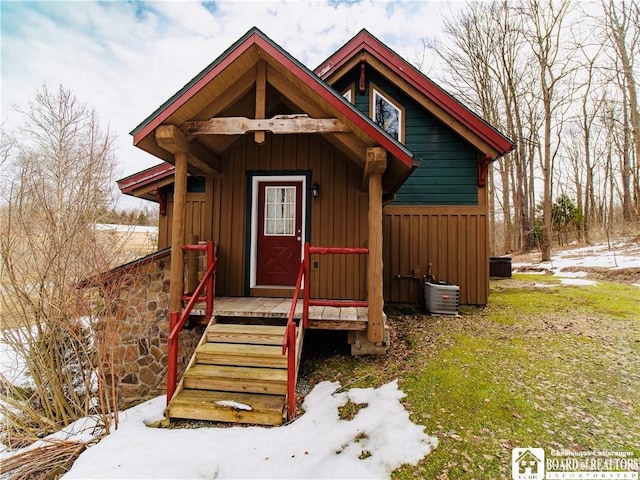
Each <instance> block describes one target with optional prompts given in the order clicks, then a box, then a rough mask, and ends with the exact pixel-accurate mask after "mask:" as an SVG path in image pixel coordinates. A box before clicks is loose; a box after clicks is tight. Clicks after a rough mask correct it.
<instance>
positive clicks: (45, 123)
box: [0, 87, 126, 446]
mask: <svg viewBox="0 0 640 480" xmlns="http://www.w3.org/2000/svg"><path fill="white" fill-rule="evenodd" d="M19 111H20V112H21V113H22V114H23V116H24V118H25V123H24V126H23V127H22V129H20V130H19V134H18V135H15V136H14V138H12V139H11V141H9V140H6V139H7V138H9V135H7V134H6V132H5V133H4V134H3V145H6V146H7V148H6V149H5V148H3V158H5V160H4V161H3V164H2V166H3V169H4V168H6V170H7V171H6V172H4V173H5V174H4V175H2V176H1V177H2V180H1V181H2V183H3V184H2V185H1V187H2V188H1V190H2V205H3V206H2V207H1V211H0V220H1V221H2V235H0V282H1V283H0V292H1V293H2V295H0V309H1V310H0V311H1V312H2V316H3V322H2V329H0V341H2V342H3V343H4V344H5V345H6V346H7V347H8V348H10V349H11V350H12V351H13V353H14V354H15V356H16V357H17V358H18V361H19V363H20V364H21V365H24V368H25V370H26V373H27V376H28V378H29V382H28V383H27V384H26V385H13V383H14V382H13V381H12V379H7V378H3V379H2V390H1V391H0V408H2V410H3V411H2V415H4V417H5V418H4V420H5V421H4V432H2V433H3V434H4V435H3V437H4V438H2V441H3V442H4V443H7V444H8V445H10V446H20V445H23V444H25V443H29V442H31V441H33V440H34V439H36V438H42V437H43V436H45V435H47V434H49V433H52V432H54V431H56V430H58V429H59V428H60V427H62V426H64V425H67V424H69V423H71V422H72V421H74V420H75V419H77V418H79V417H82V416H87V415H100V416H101V417H102V423H103V426H104V428H105V430H106V431H108V429H109V428H110V425H111V420H112V413H113V412H114V411H115V410H116V408H114V407H113V405H117V402H116V401H115V400H114V398H113V395H114V394H113V392H110V391H107V390H106V389H105V388H104V382H103V380H102V376H103V374H102V373H101V369H102V368H103V366H104V364H103V362H104V361H108V360H109V358H108V354H106V353H105V350H108V349H110V348H112V345H110V344H109V342H110V341H115V337H114V336H113V335H111V336H110V335H107V334H105V333H104V329H105V326H104V324H102V323H101V322H102V319H103V318H104V312H105V311H108V310H109V306H108V304H107V302H109V301H110V299H113V298H114V297H113V294H112V293H110V292H106V294H105V295H104V296H103V297H102V300H101V302H97V301H96V298H97V297H96V294H95V292H92V291H91V290H87V289H81V288H78V287H79V285H81V284H82V282H83V280H85V279H87V278H90V277H93V276H95V275H97V274H98V273H99V272H104V271H107V270H108V269H109V268H111V267H112V266H113V263H114V259H116V258H117V256H118V253H119V251H120V250H121V249H122V247H123V243H124V242H125V241H126V239H124V238H122V239H120V240H121V241H120V242H119V243H110V242H105V241H104V239H101V238H100V237H99V236H98V234H97V232H96V229H95V225H96V223H99V221H100V215H101V214H102V213H103V212H104V211H108V210H110V208H111V207H112V205H113V195H112V192H113V184H114V182H113V180H114V178H113V172H114V167H115V158H114V155H113V137H112V135H111V134H110V133H109V132H108V131H107V132H104V131H103V130H101V128H100V126H99V124H98V121H97V118H96V115H95V113H94V112H93V111H92V110H90V109H89V108H88V107H87V106H86V105H84V104H81V103H80V102H79V101H78V100H77V99H76V97H75V96H74V95H73V94H72V93H71V92H69V91H66V90H64V89H63V88H62V87H60V88H59V89H58V90H57V91H55V92H54V91H50V90H48V89H47V88H46V87H43V89H42V90H41V91H39V92H37V94H36V95H35V98H34V99H33V100H32V101H31V102H29V104H28V108H27V109H26V110H19ZM115 324H116V322H111V323H109V326H108V327H107V328H115V327H114V325H115ZM98 330H100V331H102V333H101V335H100V341H99V342H96V338H97V337H96V332H97V331H98Z"/></svg>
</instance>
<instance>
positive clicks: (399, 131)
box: [370, 84, 404, 142]
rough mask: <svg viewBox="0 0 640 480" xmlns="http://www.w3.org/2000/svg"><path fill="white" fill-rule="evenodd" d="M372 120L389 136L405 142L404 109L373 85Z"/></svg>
mask: <svg viewBox="0 0 640 480" xmlns="http://www.w3.org/2000/svg"><path fill="white" fill-rule="evenodd" d="M370 111H371V119H372V120H373V121H374V122H376V123H377V124H378V125H380V126H381V127H382V128H383V129H384V130H385V131H386V132H387V133H388V134H389V135H391V136H392V137H393V138H395V139H396V140H398V141H400V142H403V141H404V135H403V123H404V122H403V118H402V117H403V108H402V107H401V106H400V105H398V104H397V103H396V102H394V101H393V100H391V98H390V97H389V96H388V95H387V94H385V93H383V92H382V90H380V89H378V88H377V87H375V86H374V85H373V84H372V85H371V105H370Z"/></svg>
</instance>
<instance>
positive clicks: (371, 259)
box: [364, 147, 387, 343]
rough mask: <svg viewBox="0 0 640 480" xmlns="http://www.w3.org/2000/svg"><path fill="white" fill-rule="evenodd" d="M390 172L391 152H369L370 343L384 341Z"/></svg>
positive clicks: (367, 170)
mask: <svg viewBox="0 0 640 480" xmlns="http://www.w3.org/2000/svg"><path fill="white" fill-rule="evenodd" d="M386 168H387V151H386V150H385V149H384V148H381V147H370V148H367V161H366V164H365V168H364V174H365V178H366V179H367V181H368V186H369V217H368V220H369V255H368V256H367V301H368V303H369V321H368V323H367V340H369V341H370V342H374V343H381V342H382V341H383V340H384V323H383V319H382V314H383V309H384V297H383V291H382V284H383V280H382V174H383V173H384V171H385V170H386Z"/></svg>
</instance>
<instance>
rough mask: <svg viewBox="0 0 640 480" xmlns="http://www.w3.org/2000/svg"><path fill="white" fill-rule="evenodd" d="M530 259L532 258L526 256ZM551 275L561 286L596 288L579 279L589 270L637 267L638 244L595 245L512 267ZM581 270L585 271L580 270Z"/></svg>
mask: <svg viewBox="0 0 640 480" xmlns="http://www.w3.org/2000/svg"><path fill="white" fill-rule="evenodd" d="M529 258H531V257H529ZM532 267H533V268H535V270H537V271H538V273H546V272H551V273H552V274H553V275H554V276H557V277H561V283H562V284H564V285H597V282H594V281H591V280H580V279H581V278H583V277H586V276H587V275H588V272H587V271H586V270H588V269H590V268H604V269H610V270H618V269H623V268H640V243H638V242H636V241H628V240H627V241H620V242H616V243H612V244H610V245H609V244H606V243H602V244H598V245H592V246H587V247H580V248H573V249H567V250H560V251H557V252H555V253H553V255H552V257H551V260H550V261H548V262H539V261H535V260H532V261H519V262H514V263H513V264H512V268H513V270H514V271H518V270H523V271H525V270H526V271H527V273H535V272H533V271H531V268H532ZM581 268H584V269H585V271H581V270H580V269H581Z"/></svg>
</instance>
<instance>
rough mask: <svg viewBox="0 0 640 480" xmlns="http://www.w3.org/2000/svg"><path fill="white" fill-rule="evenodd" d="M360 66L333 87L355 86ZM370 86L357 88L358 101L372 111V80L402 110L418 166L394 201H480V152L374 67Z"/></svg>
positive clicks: (405, 126)
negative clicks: (422, 107)
mask: <svg viewBox="0 0 640 480" xmlns="http://www.w3.org/2000/svg"><path fill="white" fill-rule="evenodd" d="M359 75H360V67H359V66H358V67H357V68H356V69H354V70H353V71H351V72H350V73H349V74H347V75H346V76H345V78H343V79H341V80H340V82H339V83H337V84H336V85H335V87H336V89H337V90H338V91H343V90H344V89H346V88H348V87H349V86H350V85H357V84H358V78H359ZM365 78H366V90H365V92H364V93H360V92H359V91H358V89H357V88H353V89H352V94H353V93H355V99H354V104H355V106H356V108H358V110H360V111H361V112H363V113H365V114H366V115H370V112H369V102H370V100H369V99H370V85H371V83H373V84H374V85H375V86H376V87H378V88H379V89H380V90H382V91H383V92H384V93H385V94H386V95H387V96H389V97H391V99H392V100H394V101H395V102H396V103H399V104H400V105H401V106H402V107H403V108H404V113H405V118H404V123H405V126H404V144H405V145H406V147H407V148H408V149H409V150H411V151H412V152H413V153H414V156H415V158H416V159H418V160H420V165H419V166H418V168H416V170H415V171H414V172H413V173H412V174H411V176H409V178H408V179H407V180H406V181H405V183H404V184H403V185H402V186H401V187H400V189H399V190H398V192H397V194H396V199H395V201H394V204H396V205H477V204H478V190H477V188H478V153H477V152H476V150H475V149H474V148H473V147H472V146H471V145H469V144H468V143H467V142H466V141H465V140H463V139H462V138H460V137H459V136H458V135H457V134H456V133H455V132H454V131H453V130H451V129H450V128H448V127H447V126H446V125H444V124H442V123H441V122H440V121H439V120H437V119H436V118H435V117H433V116H432V115H431V114H429V113H428V112H427V111H426V110H425V109H424V108H422V107H421V106H420V105H419V104H417V103H416V102H415V101H414V100H412V99H411V98H409V97H408V96H407V95H406V94H404V93H403V92H402V91H401V90H400V89H398V88H397V87H396V86H395V85H393V84H392V83H391V82H389V81H388V80H386V79H385V78H384V77H383V76H382V75H380V74H379V73H378V72H376V71H375V70H374V69H372V68H371V67H369V66H367V68H366V75H365Z"/></svg>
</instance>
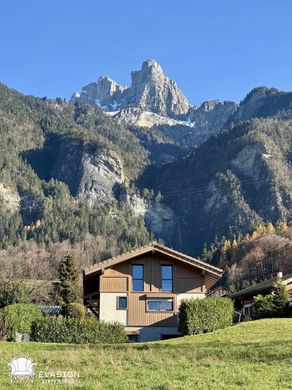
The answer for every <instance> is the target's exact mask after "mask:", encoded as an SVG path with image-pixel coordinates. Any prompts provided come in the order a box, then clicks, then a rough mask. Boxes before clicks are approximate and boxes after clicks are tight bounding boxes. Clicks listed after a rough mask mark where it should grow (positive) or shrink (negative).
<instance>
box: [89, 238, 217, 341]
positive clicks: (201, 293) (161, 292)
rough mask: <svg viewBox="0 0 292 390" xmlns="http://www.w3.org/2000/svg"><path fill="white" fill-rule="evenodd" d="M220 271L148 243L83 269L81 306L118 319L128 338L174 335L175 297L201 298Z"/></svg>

_ _ _

EXERCISE:
Go through the material and select each line with the string "coordinates" in it.

RESPONSE:
Each <instance> block describes one target with optional prompts given in the order clicks, then a box, then a rough mask, and ends with the exact pixel-accurate mask after "mask:" as an SVG path in image pixel coordinates. A box before clicks is loose; a box after clicks is tight. Clicks after a rough mask correct it.
The answer for every <instance> is the target's exact mask after "mask:", encoded as an SVG path with image-pixel coordinates. Any prompts provided come in the order a box, then clicks, then a rough mask. Boxes before clicks are approximate and boxes after clicks are tight bounding boxes. Clicks listed after a rough mask mark where it should grow (positive) or shrink (negative).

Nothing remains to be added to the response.